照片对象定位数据
□ □ □ □

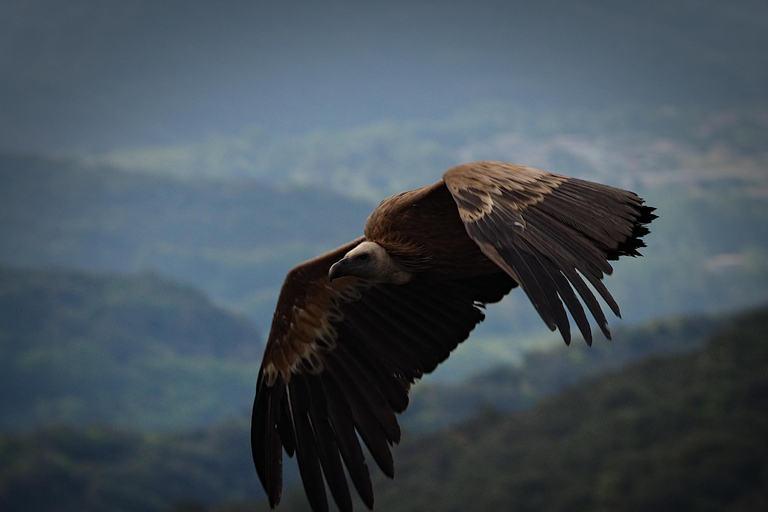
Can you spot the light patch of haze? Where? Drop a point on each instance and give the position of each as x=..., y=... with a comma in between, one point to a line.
x=91, y=77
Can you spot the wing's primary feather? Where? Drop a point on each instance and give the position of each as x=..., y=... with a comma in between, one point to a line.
x=550, y=232
x=339, y=361
x=341, y=356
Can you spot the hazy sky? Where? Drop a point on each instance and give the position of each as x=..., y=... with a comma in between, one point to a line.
x=95, y=75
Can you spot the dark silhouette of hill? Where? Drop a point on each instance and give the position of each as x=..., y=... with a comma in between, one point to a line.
x=672, y=432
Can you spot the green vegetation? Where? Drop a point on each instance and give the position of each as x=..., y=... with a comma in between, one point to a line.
x=545, y=372
x=144, y=352
x=674, y=432
x=682, y=432
x=233, y=240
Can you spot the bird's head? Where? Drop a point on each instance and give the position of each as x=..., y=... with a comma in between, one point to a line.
x=372, y=262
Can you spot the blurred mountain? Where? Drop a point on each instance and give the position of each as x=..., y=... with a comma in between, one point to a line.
x=136, y=351
x=236, y=239
x=233, y=240
x=670, y=430
x=683, y=432
x=95, y=76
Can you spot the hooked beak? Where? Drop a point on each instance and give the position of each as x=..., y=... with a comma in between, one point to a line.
x=338, y=269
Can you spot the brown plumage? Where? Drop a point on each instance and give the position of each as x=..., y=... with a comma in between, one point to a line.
x=355, y=327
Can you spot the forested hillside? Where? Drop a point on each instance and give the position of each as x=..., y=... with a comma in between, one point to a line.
x=683, y=432
x=235, y=240
x=137, y=351
x=664, y=432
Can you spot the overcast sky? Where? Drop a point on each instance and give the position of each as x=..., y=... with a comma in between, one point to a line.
x=95, y=75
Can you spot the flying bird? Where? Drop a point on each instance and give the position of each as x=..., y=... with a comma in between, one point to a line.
x=354, y=328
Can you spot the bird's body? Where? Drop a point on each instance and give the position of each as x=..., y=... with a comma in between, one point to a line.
x=355, y=327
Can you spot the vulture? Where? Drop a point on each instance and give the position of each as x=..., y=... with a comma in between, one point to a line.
x=354, y=328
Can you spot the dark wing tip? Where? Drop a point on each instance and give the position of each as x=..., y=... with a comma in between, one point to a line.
x=630, y=245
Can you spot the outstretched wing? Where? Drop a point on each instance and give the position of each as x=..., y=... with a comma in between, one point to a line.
x=549, y=232
x=339, y=362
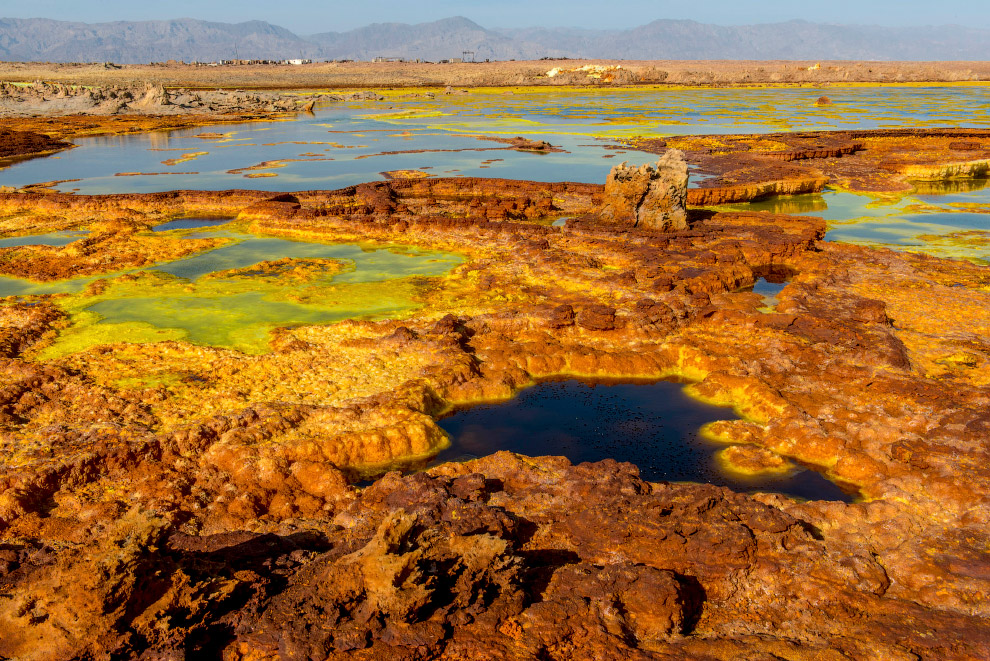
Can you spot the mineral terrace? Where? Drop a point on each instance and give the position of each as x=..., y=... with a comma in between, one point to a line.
x=170, y=500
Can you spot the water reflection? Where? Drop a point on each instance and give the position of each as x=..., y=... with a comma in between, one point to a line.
x=653, y=425
x=358, y=136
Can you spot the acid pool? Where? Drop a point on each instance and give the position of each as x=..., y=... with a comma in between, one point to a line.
x=652, y=425
x=215, y=298
x=347, y=143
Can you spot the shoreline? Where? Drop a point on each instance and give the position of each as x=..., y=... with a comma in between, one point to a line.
x=599, y=73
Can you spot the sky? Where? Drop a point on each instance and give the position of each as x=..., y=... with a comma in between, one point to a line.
x=308, y=17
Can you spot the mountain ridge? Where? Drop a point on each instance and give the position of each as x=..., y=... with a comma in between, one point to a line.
x=127, y=42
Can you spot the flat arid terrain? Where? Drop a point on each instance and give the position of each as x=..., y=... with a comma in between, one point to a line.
x=228, y=411
x=498, y=74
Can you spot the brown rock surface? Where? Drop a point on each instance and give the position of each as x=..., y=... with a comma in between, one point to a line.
x=171, y=499
x=647, y=197
x=747, y=167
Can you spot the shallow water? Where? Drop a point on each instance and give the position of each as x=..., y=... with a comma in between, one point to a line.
x=653, y=425
x=179, y=300
x=939, y=225
x=353, y=142
x=53, y=239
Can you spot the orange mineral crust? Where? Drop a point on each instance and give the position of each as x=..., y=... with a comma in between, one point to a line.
x=178, y=499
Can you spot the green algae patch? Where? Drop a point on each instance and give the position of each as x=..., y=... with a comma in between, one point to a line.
x=229, y=298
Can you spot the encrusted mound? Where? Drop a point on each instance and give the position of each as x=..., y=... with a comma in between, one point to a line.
x=748, y=167
x=648, y=197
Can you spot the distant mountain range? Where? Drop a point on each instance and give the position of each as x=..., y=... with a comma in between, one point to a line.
x=188, y=39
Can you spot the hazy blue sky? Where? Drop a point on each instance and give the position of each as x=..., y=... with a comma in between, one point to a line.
x=306, y=17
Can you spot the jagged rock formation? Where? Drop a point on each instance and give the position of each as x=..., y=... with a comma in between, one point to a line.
x=42, y=98
x=170, y=500
x=743, y=168
x=648, y=197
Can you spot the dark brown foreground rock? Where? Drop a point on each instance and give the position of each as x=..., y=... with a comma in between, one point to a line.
x=505, y=557
x=212, y=513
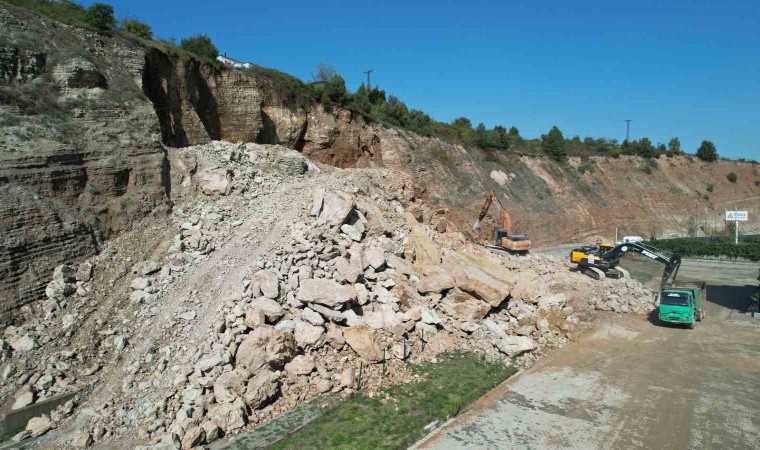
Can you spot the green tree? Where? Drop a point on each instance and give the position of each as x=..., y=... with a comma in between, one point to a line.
x=376, y=96
x=201, y=46
x=136, y=27
x=481, y=135
x=514, y=137
x=335, y=92
x=498, y=137
x=674, y=146
x=360, y=101
x=553, y=143
x=707, y=152
x=644, y=148
x=419, y=122
x=325, y=73
x=100, y=17
x=462, y=127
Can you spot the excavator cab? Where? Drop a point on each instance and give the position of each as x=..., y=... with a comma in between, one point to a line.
x=515, y=242
x=502, y=239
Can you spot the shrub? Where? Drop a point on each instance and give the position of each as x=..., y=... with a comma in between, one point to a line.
x=201, y=46
x=335, y=92
x=724, y=246
x=553, y=143
x=138, y=28
x=325, y=73
x=100, y=17
x=707, y=152
x=674, y=146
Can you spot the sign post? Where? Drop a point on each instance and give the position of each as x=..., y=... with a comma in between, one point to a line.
x=736, y=217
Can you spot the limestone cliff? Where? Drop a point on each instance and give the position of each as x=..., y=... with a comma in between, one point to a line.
x=89, y=121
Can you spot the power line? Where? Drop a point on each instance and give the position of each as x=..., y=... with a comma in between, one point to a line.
x=369, y=72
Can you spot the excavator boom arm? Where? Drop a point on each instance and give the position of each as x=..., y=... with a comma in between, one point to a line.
x=505, y=217
x=672, y=263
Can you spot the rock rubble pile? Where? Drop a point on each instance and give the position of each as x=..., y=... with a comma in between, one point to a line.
x=340, y=298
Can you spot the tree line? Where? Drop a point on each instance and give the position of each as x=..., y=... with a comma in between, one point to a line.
x=329, y=88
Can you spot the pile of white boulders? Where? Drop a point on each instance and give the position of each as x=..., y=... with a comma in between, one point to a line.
x=348, y=290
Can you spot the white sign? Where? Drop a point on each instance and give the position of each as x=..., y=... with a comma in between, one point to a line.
x=737, y=215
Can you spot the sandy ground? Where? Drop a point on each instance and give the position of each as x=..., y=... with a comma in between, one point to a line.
x=633, y=383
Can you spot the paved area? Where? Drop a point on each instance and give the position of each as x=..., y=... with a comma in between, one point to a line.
x=635, y=384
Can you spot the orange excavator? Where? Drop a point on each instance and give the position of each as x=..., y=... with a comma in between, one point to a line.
x=503, y=239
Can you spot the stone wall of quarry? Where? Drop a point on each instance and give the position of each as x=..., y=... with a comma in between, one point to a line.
x=89, y=123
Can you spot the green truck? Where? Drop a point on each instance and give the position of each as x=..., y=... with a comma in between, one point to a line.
x=683, y=302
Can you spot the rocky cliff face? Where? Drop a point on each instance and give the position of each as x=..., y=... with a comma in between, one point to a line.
x=85, y=120
x=80, y=156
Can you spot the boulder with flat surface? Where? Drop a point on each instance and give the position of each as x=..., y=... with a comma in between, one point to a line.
x=325, y=292
x=363, y=341
x=462, y=306
x=265, y=346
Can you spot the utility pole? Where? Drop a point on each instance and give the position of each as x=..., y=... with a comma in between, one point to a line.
x=368, y=72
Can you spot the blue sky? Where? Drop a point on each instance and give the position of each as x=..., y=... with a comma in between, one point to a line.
x=682, y=68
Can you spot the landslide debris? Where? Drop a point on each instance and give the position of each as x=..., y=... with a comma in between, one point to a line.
x=271, y=283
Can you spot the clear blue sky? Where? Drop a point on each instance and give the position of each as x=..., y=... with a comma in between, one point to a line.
x=683, y=68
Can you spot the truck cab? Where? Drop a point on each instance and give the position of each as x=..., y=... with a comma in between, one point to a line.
x=683, y=302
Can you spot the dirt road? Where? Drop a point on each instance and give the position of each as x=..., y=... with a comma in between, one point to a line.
x=633, y=383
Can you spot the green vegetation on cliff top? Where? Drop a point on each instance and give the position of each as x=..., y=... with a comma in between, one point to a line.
x=329, y=89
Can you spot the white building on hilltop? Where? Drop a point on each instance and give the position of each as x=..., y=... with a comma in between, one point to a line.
x=226, y=60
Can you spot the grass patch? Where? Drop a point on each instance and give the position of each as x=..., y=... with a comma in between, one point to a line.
x=363, y=422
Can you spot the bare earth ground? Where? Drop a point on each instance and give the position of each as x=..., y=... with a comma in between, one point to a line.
x=633, y=383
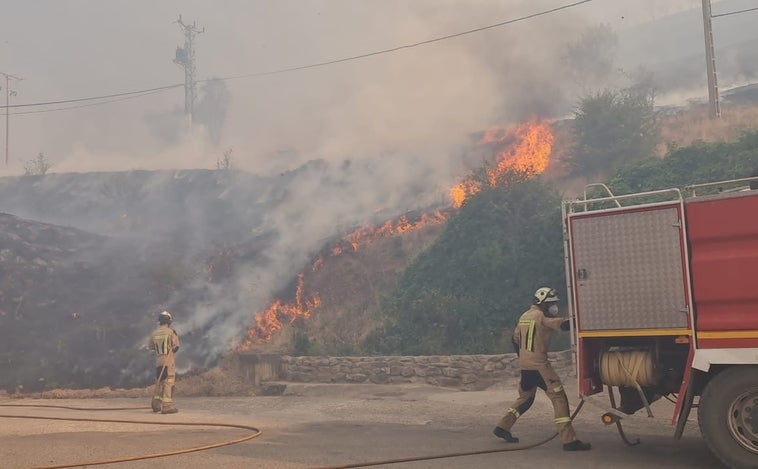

□ □ □ □

* 任务要求 *
将上述数据中从含有“Can you spot the encrusted”的那一行起、往下直到含有“x=502, y=239”的那一行止（首尾两行均包括在内）的各行放入 Markdown 表格，两列分别命名为“序号”和“内容”。空行不列入，答复中也不要包含图片。

* 任务答复 *
| 序号 | 内容 |
|---|---|
| 1 | Can you spot the encrusted mound? Where? Drop a point on each instance and give the position of each as x=..., y=... with a comma in between, one point to a line. |
| 2 | x=748, y=167 |
| 3 | x=648, y=197 |
| 4 | Can you spot the distant mountain range? Where? Drop a point on each instance and give the position of each as x=..., y=... with a comma in between, one point to a line. |
| 5 | x=188, y=39 |
| 6 | Can you spot the hazy blue sky? Where? Drop a point on each instance and give the position of each as x=..., y=... with a comma in between, one point to a line. |
| 7 | x=306, y=17 |
| 8 | Can you spot the jagged rock formation? Where? Drop a point on each instance and give the position of each as x=..., y=... with a comma in between, one point to a line. |
| 9 | x=42, y=98 |
| 10 | x=170, y=500 |
| 11 | x=743, y=168 |
| 12 | x=648, y=197 |
| 13 | Can you spot the dark brown foreground rock? Where? Drop a point on each instance and give the position of each as x=..., y=... with a comma in between, one point to a line. |
| 14 | x=505, y=557 |
| 15 | x=212, y=513 |
| 16 | Can you spot the green tree? Where? Drop a point on each instance and give the position of each as x=..., y=... with a comma in between, one point to a line. |
| 17 | x=376, y=96 |
| 18 | x=201, y=46 |
| 19 | x=136, y=27 |
| 20 | x=481, y=135 |
| 21 | x=514, y=137 |
| 22 | x=335, y=92 |
| 23 | x=498, y=137 |
| 24 | x=674, y=146 |
| 25 | x=360, y=101 |
| 26 | x=553, y=143 |
| 27 | x=707, y=152 |
| 28 | x=644, y=148 |
| 29 | x=419, y=122 |
| 30 | x=325, y=73 |
| 31 | x=100, y=17 |
| 32 | x=462, y=127 |
| 33 | Can you spot the excavator cab? Where? Drop a point on each instance and give the position of each as x=..., y=... with a comma in between, one point to a line. |
| 34 | x=515, y=242 |
| 35 | x=502, y=239 |